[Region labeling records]
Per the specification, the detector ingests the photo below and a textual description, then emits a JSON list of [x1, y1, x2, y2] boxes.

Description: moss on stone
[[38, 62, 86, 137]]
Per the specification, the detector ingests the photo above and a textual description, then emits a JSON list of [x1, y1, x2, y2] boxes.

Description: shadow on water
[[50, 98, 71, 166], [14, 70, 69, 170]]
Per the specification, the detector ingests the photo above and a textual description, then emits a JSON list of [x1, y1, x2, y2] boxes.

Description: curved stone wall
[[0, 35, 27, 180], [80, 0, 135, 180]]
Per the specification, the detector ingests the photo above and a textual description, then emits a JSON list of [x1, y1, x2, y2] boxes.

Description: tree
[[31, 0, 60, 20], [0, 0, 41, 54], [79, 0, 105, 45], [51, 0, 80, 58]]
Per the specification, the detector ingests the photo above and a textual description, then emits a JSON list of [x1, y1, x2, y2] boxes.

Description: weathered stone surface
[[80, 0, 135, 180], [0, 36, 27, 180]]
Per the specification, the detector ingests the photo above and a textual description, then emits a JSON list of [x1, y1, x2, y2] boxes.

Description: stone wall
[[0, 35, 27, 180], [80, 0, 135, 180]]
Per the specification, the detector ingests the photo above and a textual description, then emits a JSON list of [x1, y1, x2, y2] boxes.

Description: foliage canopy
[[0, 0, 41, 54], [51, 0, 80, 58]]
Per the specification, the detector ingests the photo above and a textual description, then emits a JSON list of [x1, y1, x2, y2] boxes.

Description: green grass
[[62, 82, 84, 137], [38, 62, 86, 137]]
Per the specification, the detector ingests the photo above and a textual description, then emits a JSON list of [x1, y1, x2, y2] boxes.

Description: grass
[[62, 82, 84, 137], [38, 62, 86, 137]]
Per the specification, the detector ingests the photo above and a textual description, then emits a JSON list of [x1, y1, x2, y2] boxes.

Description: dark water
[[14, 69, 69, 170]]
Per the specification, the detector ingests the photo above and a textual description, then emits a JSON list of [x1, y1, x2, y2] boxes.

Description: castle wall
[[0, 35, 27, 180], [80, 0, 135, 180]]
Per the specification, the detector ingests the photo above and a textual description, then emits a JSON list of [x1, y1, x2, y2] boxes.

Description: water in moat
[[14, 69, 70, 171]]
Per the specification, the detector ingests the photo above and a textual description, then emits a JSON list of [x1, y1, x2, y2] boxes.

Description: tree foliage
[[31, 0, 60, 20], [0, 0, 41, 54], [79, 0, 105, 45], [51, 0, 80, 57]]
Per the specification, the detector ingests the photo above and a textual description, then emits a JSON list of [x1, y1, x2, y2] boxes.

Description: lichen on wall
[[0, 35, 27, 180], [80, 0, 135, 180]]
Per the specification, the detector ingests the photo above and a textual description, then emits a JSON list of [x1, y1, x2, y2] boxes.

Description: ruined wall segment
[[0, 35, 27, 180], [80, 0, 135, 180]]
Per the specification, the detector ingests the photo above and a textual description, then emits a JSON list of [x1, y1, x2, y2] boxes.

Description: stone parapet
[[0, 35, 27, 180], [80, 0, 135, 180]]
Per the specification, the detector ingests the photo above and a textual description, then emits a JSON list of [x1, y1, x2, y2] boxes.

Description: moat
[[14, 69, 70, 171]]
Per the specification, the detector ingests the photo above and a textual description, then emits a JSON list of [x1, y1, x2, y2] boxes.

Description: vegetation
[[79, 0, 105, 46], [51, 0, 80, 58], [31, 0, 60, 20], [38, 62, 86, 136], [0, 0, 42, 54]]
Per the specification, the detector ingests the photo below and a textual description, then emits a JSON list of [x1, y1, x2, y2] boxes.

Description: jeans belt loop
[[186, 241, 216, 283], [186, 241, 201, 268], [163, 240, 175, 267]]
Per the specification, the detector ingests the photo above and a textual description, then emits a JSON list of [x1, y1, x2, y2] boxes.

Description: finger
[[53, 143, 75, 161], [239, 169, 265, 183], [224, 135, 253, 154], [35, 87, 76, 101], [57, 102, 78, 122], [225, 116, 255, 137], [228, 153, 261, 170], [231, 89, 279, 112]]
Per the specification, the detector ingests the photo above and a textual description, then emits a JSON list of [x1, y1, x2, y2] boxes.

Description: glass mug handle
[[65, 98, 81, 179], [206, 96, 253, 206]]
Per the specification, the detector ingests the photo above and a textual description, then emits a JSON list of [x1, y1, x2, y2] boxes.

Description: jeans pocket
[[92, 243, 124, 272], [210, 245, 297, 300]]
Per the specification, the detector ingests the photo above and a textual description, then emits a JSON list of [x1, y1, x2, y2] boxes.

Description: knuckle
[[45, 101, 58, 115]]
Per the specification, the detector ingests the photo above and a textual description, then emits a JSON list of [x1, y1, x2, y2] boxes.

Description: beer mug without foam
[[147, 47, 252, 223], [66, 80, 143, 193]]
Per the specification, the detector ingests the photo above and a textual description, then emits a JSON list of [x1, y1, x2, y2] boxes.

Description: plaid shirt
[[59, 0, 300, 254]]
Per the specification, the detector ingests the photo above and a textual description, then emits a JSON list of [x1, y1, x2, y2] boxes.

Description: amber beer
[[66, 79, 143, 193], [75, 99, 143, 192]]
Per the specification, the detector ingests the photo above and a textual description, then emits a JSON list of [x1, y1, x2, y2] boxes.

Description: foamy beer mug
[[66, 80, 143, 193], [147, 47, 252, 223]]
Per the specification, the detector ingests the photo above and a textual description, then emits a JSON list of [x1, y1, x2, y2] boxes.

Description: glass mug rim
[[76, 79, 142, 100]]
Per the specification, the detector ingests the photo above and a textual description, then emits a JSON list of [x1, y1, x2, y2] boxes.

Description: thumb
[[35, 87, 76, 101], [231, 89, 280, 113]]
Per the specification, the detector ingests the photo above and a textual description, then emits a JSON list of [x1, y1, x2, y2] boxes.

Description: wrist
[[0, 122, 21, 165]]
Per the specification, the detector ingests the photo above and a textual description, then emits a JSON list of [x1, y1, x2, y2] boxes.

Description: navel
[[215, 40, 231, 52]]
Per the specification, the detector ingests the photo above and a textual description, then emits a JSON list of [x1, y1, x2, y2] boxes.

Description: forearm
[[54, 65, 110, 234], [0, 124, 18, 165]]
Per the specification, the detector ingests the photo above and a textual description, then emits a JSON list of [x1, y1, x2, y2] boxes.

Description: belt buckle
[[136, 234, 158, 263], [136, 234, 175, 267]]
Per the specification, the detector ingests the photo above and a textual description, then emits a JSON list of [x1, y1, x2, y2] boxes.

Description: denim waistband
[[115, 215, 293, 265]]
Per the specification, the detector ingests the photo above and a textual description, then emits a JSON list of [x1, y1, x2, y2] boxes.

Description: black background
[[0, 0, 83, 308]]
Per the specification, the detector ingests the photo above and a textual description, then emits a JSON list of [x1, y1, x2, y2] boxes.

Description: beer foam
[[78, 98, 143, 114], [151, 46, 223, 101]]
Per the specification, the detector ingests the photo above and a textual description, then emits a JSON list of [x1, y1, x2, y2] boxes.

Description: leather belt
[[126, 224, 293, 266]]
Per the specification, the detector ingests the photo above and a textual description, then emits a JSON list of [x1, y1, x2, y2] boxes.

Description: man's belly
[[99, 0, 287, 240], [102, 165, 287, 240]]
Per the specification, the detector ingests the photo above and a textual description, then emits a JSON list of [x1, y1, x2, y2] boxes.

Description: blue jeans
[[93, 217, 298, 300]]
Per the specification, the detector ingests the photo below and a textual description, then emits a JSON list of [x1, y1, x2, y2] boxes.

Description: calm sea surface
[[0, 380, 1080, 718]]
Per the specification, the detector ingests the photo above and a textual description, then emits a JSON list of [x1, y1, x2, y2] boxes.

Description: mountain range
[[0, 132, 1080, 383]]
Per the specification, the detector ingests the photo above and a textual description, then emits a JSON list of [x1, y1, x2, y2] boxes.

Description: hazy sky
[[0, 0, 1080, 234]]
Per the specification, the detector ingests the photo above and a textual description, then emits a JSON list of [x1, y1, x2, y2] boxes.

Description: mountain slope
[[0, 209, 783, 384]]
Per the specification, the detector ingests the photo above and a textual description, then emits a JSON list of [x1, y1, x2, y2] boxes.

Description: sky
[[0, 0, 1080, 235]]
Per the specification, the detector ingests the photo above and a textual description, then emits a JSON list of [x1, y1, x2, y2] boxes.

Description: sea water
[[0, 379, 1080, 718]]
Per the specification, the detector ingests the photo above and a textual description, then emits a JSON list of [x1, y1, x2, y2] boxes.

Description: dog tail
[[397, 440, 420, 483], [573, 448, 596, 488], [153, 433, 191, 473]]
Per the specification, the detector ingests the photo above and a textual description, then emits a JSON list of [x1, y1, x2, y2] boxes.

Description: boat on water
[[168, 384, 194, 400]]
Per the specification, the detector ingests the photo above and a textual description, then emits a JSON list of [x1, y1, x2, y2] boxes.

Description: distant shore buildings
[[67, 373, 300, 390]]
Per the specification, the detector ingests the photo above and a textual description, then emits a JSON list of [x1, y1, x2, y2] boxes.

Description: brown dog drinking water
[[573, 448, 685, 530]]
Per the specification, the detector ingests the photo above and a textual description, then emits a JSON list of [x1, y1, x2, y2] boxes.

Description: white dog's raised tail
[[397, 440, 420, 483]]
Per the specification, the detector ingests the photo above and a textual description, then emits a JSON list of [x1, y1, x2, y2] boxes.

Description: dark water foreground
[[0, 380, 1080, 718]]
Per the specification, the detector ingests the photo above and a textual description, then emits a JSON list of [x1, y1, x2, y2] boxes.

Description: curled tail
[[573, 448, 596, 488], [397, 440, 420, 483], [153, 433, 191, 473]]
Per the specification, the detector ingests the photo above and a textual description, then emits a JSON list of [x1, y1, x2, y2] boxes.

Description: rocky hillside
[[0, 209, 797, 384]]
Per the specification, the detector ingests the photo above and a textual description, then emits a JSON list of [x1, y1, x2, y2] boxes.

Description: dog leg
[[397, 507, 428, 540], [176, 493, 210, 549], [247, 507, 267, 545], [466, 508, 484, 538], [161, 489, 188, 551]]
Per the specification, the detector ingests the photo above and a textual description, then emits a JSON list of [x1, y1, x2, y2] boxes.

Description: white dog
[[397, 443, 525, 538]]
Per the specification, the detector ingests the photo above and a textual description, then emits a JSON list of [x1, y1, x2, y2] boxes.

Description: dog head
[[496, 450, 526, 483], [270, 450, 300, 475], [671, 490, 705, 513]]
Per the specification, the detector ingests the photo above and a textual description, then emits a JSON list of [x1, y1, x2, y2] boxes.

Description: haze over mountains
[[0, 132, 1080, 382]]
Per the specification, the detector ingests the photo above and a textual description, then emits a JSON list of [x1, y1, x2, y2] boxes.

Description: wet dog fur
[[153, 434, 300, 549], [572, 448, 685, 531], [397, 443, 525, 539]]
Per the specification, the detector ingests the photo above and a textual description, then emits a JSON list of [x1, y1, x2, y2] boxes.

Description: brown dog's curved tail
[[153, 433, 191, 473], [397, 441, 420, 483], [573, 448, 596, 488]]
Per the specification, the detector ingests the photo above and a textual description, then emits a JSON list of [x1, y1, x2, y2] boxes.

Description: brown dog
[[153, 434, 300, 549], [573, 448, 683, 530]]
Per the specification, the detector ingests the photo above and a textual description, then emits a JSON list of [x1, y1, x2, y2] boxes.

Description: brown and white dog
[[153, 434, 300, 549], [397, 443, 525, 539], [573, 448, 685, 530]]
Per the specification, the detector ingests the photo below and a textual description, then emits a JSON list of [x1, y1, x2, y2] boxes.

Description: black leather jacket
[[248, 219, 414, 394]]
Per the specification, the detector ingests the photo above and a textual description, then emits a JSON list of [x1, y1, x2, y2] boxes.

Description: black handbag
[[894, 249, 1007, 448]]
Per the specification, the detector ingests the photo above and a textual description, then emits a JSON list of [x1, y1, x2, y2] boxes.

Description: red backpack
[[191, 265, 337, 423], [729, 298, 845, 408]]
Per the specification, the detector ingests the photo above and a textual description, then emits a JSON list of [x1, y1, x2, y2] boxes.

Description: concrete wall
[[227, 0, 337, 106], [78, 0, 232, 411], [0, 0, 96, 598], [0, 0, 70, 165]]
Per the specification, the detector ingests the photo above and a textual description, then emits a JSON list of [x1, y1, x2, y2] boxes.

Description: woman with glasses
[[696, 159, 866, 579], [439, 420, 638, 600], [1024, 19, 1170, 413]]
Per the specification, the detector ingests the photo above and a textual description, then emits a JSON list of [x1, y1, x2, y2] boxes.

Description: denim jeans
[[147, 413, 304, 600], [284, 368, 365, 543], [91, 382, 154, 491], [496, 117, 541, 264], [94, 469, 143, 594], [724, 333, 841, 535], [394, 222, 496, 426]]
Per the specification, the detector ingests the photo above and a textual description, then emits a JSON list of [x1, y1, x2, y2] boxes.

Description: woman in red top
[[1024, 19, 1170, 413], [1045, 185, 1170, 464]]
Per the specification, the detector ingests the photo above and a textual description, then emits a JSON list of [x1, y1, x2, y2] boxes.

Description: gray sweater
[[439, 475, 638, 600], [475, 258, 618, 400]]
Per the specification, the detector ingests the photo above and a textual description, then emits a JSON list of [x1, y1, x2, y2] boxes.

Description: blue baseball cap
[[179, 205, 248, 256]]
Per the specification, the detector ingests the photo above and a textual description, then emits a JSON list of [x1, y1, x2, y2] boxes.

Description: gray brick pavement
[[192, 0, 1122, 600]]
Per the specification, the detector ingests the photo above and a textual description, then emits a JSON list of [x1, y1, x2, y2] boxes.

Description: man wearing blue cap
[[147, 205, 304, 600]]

Task to carry out
Count the lines in the material above that contain the string "surface", treating uppercase and lowercase as distinct. Give only the number.

Output for this task
2